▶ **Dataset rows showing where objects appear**
>> BEGIN

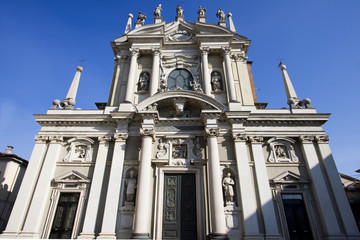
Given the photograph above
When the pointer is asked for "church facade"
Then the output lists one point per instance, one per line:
(182, 149)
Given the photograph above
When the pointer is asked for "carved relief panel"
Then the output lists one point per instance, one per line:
(282, 150)
(179, 151)
(79, 150)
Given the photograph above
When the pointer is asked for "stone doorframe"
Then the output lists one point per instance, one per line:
(200, 201)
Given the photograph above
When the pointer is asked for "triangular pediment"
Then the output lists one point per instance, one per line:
(289, 177)
(71, 177)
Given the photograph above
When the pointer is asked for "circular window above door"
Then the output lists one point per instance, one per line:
(180, 79)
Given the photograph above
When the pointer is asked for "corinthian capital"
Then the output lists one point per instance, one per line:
(226, 50)
(306, 139)
(322, 139)
(212, 132)
(104, 139)
(120, 137)
(56, 139)
(147, 132)
(204, 51)
(134, 51)
(240, 137)
(156, 51)
(256, 139)
(41, 139)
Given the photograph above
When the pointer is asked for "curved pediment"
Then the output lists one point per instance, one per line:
(180, 103)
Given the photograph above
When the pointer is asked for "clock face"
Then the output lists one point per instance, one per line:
(180, 78)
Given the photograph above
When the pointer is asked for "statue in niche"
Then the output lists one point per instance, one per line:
(216, 82)
(228, 185)
(179, 11)
(141, 18)
(143, 84)
(201, 11)
(157, 11)
(280, 152)
(80, 151)
(130, 183)
(221, 15)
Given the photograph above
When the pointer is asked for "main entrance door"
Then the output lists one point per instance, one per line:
(179, 216)
(296, 217)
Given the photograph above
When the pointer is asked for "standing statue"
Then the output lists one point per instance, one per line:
(216, 82)
(143, 84)
(228, 184)
(130, 187)
(141, 18)
(157, 11)
(201, 11)
(220, 14)
(179, 11)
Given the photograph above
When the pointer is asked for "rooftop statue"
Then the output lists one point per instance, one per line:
(202, 11)
(157, 11)
(179, 11)
(141, 18)
(220, 14)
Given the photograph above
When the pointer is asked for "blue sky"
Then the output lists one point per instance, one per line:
(42, 41)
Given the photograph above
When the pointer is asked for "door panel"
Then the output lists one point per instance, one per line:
(179, 216)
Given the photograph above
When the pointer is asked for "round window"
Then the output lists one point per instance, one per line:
(180, 78)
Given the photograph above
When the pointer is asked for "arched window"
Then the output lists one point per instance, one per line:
(180, 78)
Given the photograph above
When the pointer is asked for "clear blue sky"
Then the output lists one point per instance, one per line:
(42, 41)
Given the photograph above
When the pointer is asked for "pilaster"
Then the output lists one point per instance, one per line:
(141, 228)
(27, 188)
(264, 191)
(108, 229)
(323, 199)
(337, 188)
(91, 214)
(129, 96)
(36, 210)
(205, 70)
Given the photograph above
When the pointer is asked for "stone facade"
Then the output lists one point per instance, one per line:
(182, 149)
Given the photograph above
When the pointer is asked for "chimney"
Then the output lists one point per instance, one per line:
(9, 149)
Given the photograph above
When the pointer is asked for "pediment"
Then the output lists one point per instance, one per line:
(71, 177)
(289, 177)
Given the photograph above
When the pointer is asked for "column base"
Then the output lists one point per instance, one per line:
(106, 236)
(86, 236)
(218, 236)
(140, 236)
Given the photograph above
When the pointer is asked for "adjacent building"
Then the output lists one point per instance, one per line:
(182, 149)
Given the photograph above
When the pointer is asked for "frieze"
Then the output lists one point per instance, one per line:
(212, 132)
(307, 139)
(121, 136)
(41, 139)
(322, 139)
(256, 139)
(56, 139)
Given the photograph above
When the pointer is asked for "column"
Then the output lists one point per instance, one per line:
(205, 70)
(108, 229)
(323, 199)
(154, 83)
(131, 79)
(19, 210)
(246, 187)
(142, 221)
(95, 190)
(218, 225)
(229, 75)
(337, 187)
(266, 198)
(36, 210)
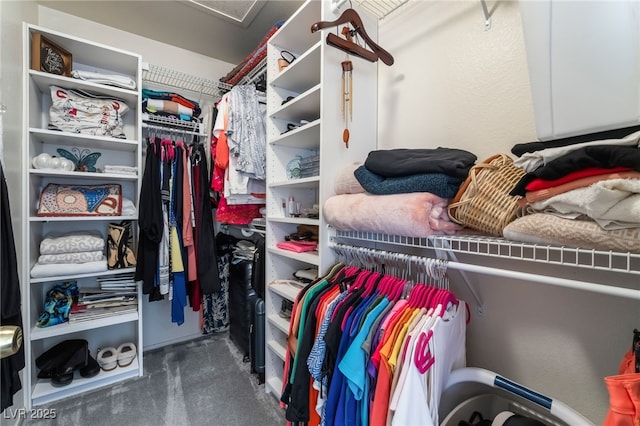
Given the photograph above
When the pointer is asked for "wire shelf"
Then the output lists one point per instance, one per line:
(502, 248)
(379, 8)
(171, 122)
(180, 80)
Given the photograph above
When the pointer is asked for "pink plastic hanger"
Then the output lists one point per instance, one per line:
(422, 355)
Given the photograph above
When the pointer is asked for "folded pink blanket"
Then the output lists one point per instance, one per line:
(298, 246)
(418, 214)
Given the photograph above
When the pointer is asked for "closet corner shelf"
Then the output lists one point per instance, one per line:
(298, 220)
(303, 73)
(81, 175)
(179, 80)
(44, 392)
(307, 136)
(310, 182)
(288, 291)
(44, 80)
(80, 218)
(623, 262)
(67, 138)
(38, 333)
(87, 275)
(310, 257)
(305, 106)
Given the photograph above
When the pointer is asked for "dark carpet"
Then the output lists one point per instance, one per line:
(203, 382)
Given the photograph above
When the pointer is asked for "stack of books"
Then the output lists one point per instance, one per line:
(115, 295)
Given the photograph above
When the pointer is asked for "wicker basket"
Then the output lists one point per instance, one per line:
(483, 201)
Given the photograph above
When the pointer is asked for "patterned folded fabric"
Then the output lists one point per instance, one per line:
(298, 246)
(82, 257)
(40, 270)
(76, 242)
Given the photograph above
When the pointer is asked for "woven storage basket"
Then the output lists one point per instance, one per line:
(483, 201)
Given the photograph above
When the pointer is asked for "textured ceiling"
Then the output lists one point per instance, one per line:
(181, 24)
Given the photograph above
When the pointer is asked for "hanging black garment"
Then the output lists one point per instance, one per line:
(150, 224)
(207, 265)
(258, 270)
(11, 313)
(241, 298)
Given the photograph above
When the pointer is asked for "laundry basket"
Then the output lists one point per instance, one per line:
(476, 389)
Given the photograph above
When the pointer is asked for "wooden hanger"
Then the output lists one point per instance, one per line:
(350, 16)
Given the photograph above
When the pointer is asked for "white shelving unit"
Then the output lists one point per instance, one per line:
(313, 79)
(37, 139)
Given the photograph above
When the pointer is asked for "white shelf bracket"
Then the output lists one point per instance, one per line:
(487, 15)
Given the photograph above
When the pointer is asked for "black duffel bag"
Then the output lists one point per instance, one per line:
(60, 361)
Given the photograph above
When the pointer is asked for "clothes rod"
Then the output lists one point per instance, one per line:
(546, 279)
(389, 255)
(171, 130)
(526, 276)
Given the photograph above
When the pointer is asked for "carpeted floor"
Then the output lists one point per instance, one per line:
(204, 382)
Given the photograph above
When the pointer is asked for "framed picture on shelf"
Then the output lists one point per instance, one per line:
(49, 57)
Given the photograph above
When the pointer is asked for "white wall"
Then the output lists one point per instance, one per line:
(455, 85)
(158, 330)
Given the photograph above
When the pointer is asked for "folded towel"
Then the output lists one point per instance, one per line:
(83, 257)
(440, 184)
(75, 242)
(298, 246)
(40, 270)
(108, 79)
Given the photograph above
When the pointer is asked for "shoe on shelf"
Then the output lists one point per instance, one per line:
(286, 309)
(107, 358)
(91, 369)
(126, 354)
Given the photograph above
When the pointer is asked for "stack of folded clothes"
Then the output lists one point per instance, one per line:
(72, 253)
(299, 242)
(439, 171)
(170, 105)
(580, 191)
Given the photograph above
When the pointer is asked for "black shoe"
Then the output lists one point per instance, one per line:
(91, 369)
(286, 309)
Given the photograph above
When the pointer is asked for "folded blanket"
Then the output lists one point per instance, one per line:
(419, 214)
(76, 242)
(108, 79)
(173, 97)
(538, 184)
(541, 228)
(61, 269)
(532, 160)
(346, 182)
(169, 107)
(440, 184)
(405, 162)
(522, 148)
(605, 156)
(612, 204)
(298, 246)
(82, 257)
(548, 192)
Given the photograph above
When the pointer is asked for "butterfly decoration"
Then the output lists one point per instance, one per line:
(84, 160)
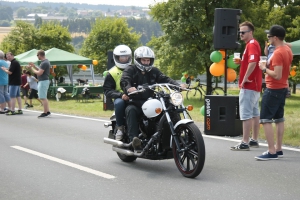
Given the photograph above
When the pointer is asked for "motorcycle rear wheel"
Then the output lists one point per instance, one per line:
(190, 160)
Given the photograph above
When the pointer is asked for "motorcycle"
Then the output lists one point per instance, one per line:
(167, 131)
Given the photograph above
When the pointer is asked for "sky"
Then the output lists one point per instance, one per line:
(142, 3)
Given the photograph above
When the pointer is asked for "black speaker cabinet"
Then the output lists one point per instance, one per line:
(108, 103)
(226, 28)
(221, 116)
(110, 60)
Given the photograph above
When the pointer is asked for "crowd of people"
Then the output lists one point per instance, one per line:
(13, 85)
(124, 78)
(276, 71)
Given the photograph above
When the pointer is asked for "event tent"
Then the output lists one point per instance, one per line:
(57, 57)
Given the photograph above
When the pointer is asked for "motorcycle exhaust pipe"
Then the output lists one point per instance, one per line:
(123, 151)
(116, 143)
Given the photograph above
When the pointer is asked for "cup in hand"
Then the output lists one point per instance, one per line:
(237, 57)
(263, 60)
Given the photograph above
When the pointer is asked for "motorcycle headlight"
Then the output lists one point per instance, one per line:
(176, 98)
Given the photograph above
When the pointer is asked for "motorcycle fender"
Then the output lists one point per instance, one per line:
(183, 121)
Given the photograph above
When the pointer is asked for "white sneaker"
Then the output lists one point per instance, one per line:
(119, 135)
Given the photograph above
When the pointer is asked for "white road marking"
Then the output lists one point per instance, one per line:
(85, 169)
(208, 136)
(236, 140)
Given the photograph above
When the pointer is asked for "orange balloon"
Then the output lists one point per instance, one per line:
(83, 67)
(293, 73)
(231, 75)
(95, 62)
(217, 69)
(223, 53)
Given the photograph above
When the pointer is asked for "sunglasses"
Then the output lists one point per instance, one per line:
(243, 32)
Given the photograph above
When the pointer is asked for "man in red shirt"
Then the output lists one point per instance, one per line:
(273, 100)
(24, 87)
(250, 86)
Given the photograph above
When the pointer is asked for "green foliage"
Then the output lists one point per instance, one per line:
(25, 37)
(105, 35)
(6, 13)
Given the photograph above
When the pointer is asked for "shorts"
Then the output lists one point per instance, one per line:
(249, 104)
(14, 91)
(43, 89)
(33, 94)
(24, 92)
(272, 105)
(4, 96)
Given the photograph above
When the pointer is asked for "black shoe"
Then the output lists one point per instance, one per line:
(253, 143)
(241, 147)
(43, 115)
(137, 145)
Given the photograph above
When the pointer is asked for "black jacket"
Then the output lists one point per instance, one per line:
(133, 77)
(109, 88)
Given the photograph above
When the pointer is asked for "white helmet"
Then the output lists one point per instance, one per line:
(122, 56)
(143, 52)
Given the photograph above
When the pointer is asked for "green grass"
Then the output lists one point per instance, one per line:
(94, 108)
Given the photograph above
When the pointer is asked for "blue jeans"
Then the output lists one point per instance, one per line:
(120, 106)
(272, 105)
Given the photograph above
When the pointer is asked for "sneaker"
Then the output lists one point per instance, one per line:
(267, 156)
(19, 112)
(253, 143)
(43, 115)
(279, 154)
(119, 134)
(240, 147)
(10, 112)
(137, 145)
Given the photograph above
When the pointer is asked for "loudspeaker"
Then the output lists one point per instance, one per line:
(110, 60)
(226, 27)
(108, 103)
(221, 116)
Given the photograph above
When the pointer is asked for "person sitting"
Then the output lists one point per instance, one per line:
(123, 58)
(142, 72)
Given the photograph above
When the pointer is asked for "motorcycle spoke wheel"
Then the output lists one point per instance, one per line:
(191, 156)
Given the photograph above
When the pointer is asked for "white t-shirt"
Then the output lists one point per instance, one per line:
(32, 82)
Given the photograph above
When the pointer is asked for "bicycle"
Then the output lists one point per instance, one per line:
(199, 89)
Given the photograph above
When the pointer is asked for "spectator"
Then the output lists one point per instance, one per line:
(250, 82)
(14, 76)
(273, 100)
(42, 72)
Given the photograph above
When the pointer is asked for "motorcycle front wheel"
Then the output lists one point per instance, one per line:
(190, 156)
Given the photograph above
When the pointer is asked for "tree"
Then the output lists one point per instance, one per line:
(25, 37)
(105, 35)
(21, 12)
(6, 13)
(188, 27)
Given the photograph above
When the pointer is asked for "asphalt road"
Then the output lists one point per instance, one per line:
(64, 157)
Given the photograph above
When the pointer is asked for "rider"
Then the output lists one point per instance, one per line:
(142, 72)
(122, 57)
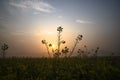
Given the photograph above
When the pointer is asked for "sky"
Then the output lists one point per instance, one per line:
(24, 23)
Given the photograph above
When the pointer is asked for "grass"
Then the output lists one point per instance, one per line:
(104, 68)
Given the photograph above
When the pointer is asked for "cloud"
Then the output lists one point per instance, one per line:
(83, 21)
(39, 6)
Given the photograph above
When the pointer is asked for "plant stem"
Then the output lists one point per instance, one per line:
(73, 48)
(48, 50)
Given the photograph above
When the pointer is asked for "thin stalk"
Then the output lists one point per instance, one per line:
(58, 42)
(48, 50)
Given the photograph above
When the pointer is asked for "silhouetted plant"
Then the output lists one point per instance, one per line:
(96, 52)
(51, 46)
(65, 51)
(57, 53)
(59, 29)
(79, 38)
(4, 47)
(46, 44)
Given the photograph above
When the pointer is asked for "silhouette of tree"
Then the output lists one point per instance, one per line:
(59, 29)
(79, 38)
(4, 47)
(46, 44)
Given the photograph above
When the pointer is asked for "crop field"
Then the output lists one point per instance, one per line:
(74, 68)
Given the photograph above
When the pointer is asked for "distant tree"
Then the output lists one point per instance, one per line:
(46, 44)
(79, 38)
(4, 47)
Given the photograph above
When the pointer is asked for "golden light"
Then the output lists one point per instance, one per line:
(53, 46)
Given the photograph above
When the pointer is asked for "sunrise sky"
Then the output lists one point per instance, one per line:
(24, 23)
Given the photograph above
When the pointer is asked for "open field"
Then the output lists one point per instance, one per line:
(60, 69)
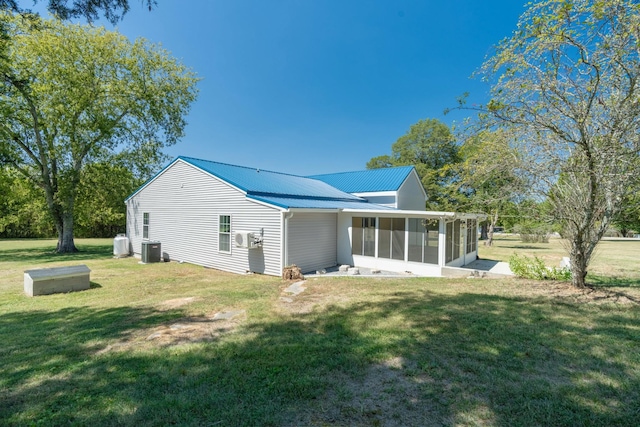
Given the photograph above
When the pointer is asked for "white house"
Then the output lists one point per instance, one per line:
(242, 220)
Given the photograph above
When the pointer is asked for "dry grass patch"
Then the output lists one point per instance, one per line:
(143, 346)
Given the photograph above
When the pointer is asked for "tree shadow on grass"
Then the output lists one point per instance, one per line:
(46, 254)
(527, 247)
(613, 282)
(475, 359)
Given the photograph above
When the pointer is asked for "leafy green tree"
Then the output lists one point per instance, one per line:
(74, 95)
(488, 176)
(90, 10)
(566, 85)
(23, 211)
(430, 146)
(100, 210)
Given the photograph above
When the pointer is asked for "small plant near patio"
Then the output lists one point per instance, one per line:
(532, 232)
(534, 268)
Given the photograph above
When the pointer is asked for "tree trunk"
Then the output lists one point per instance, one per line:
(65, 235)
(483, 231)
(579, 263)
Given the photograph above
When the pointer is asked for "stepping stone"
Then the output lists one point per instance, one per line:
(154, 336)
(226, 315)
(296, 288)
(177, 326)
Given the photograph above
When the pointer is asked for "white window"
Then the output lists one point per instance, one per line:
(224, 233)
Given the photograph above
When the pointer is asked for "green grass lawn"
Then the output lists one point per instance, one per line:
(140, 347)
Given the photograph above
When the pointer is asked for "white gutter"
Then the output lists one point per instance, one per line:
(285, 237)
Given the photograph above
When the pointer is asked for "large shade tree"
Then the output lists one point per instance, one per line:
(71, 95)
(488, 179)
(566, 83)
(112, 10)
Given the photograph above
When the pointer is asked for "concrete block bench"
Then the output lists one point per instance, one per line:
(44, 281)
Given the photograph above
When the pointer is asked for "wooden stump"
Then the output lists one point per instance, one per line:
(292, 272)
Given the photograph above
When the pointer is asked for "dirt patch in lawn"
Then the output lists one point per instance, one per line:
(389, 394)
(181, 331)
(176, 302)
(315, 296)
(566, 291)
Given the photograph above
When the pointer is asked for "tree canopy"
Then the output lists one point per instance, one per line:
(430, 146)
(113, 10)
(565, 84)
(72, 95)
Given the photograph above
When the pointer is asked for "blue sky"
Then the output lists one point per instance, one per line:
(320, 86)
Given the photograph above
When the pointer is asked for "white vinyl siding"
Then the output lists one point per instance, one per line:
(312, 239)
(185, 204)
(411, 195)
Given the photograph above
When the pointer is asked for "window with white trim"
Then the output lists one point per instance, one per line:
(472, 235)
(224, 233)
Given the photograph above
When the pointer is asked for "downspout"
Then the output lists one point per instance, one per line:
(285, 244)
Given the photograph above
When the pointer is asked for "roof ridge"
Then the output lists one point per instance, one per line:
(362, 170)
(240, 166)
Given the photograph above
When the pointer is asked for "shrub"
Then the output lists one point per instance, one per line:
(523, 266)
(532, 233)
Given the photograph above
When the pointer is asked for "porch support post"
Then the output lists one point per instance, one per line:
(442, 243)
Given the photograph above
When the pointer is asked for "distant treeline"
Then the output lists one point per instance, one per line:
(99, 210)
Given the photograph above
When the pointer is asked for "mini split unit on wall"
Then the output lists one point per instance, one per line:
(246, 239)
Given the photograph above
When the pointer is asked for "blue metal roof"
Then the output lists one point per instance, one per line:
(371, 180)
(258, 182)
(284, 190)
(306, 203)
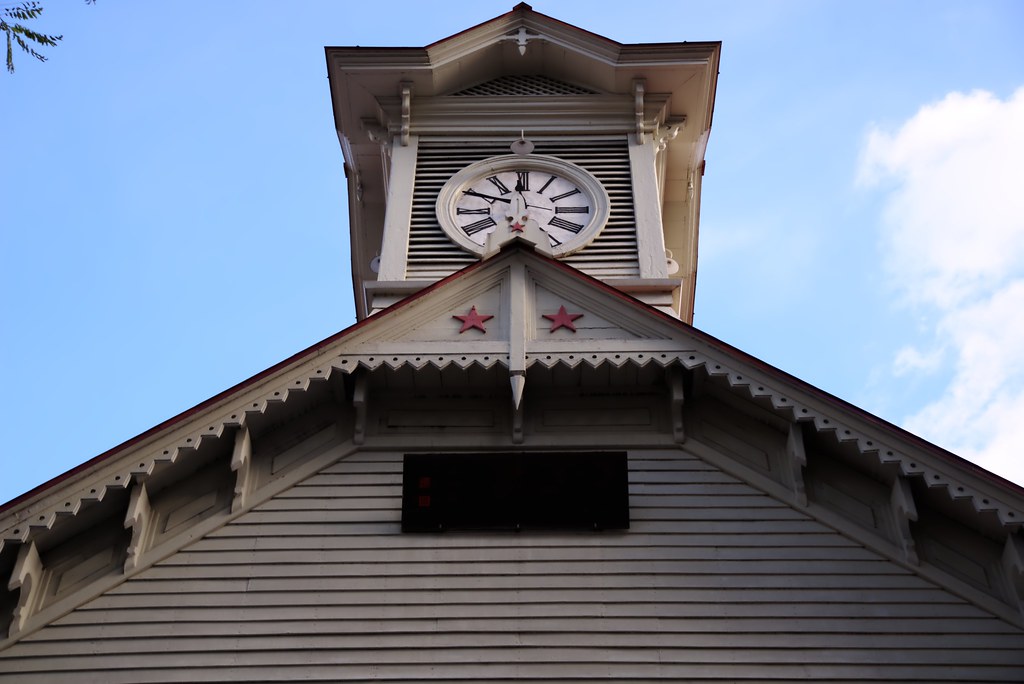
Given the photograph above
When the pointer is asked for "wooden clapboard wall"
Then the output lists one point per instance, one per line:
(714, 582)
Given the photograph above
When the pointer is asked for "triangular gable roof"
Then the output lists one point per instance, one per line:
(523, 291)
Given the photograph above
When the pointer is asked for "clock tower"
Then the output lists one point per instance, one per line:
(525, 126)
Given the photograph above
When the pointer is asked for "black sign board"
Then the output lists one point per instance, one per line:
(522, 490)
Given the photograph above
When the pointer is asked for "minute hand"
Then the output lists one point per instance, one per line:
(486, 197)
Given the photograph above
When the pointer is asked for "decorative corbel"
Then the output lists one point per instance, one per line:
(797, 454)
(904, 512)
(359, 403)
(407, 111)
(139, 520)
(242, 464)
(638, 89)
(1013, 565)
(669, 132)
(678, 397)
(28, 578)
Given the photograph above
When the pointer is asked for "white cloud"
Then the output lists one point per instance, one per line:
(910, 359)
(953, 236)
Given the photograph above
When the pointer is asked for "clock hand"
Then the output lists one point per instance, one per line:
(486, 197)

>> END

▶ **Exercise objective**
Tally the lines in the data above that contain the word "black", and give only that number.

▶ **The result**
7